THE PROBLEM: What follows are records. Restate all of them word for word.

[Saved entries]
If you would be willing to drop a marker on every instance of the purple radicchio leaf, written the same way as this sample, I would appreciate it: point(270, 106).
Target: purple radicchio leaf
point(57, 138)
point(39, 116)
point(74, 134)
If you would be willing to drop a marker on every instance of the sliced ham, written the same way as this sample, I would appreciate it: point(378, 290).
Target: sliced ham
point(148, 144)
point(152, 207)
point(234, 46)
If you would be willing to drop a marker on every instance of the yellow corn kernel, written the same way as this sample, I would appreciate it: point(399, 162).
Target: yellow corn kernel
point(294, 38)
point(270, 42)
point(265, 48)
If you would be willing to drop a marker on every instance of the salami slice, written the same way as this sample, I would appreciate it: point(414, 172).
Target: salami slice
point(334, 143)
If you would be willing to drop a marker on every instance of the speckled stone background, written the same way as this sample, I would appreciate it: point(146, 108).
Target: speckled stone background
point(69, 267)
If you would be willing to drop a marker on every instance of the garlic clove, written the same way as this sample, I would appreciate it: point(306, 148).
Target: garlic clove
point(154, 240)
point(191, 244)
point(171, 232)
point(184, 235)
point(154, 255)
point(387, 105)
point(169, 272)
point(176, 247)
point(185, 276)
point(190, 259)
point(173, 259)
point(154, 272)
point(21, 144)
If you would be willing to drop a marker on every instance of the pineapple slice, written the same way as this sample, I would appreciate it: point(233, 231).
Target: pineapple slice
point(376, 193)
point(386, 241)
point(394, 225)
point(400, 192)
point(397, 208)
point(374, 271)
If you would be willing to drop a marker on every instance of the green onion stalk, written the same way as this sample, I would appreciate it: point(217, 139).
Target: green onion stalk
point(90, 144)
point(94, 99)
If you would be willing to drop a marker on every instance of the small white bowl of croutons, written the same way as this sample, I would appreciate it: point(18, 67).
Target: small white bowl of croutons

WRITTEN RESPONSE:
If you would be willing to drop a marker on every instance of the purple radicchio leaf, written the same way as this sample, I would appreciate it: point(270, 106).
Target: purple radicchio leaf
point(57, 138)
point(39, 116)
point(74, 134)
If you would be willing to drop a marker on every instance of the sliced ham, written the same way as this sample, I would appreciate it: point(378, 290).
Target: sliced ham
point(148, 144)
point(152, 207)
point(234, 46)
If you would be willing to drop a marker on every instance of the yellow corn kernel, written the same way as this sample, I would appreciate it: point(399, 162).
Target: yellow corn kernel
point(294, 38)
point(270, 42)
point(265, 48)
If you would be willing to drop a marker on every instance of the salami slice, written the same way as this sample, I would appreciate it: point(414, 172).
Target: salami slice
point(334, 143)
If you would be willing to drop a marker on every instance of the speckled stone background, written the same way as this sample, I would appreciate it: point(146, 108).
Target: speckled stone background
point(69, 267)
If you would be willing to drop a marker on every instance of the garlic clove, written the same way as this sample, I would appreciate it: point(306, 148).
Target: garlic clove
point(154, 240)
point(191, 244)
point(171, 232)
point(184, 235)
point(154, 255)
point(387, 105)
point(169, 272)
point(176, 247)
point(185, 276)
point(190, 259)
point(173, 259)
point(154, 272)
point(21, 144)
If you would be willing to drop a marker on every instance of the pineapple slice, written the same way as this sample, I would appreciate it: point(233, 231).
Target: pineapple slice
point(376, 193)
point(386, 241)
point(394, 225)
point(400, 192)
point(397, 208)
point(374, 271)
If you would be willing to drop a marker on every instance of the green onion stalk, written the same way as this sample, I would appreciate it: point(217, 139).
Target: green onion stalk
point(90, 144)
point(94, 99)
If you would be willing to drop a marker on every instance of the small white bowl of croutons, written the same way as this sample, I would appreciate it: point(18, 67).
Target: small white bowl of croutons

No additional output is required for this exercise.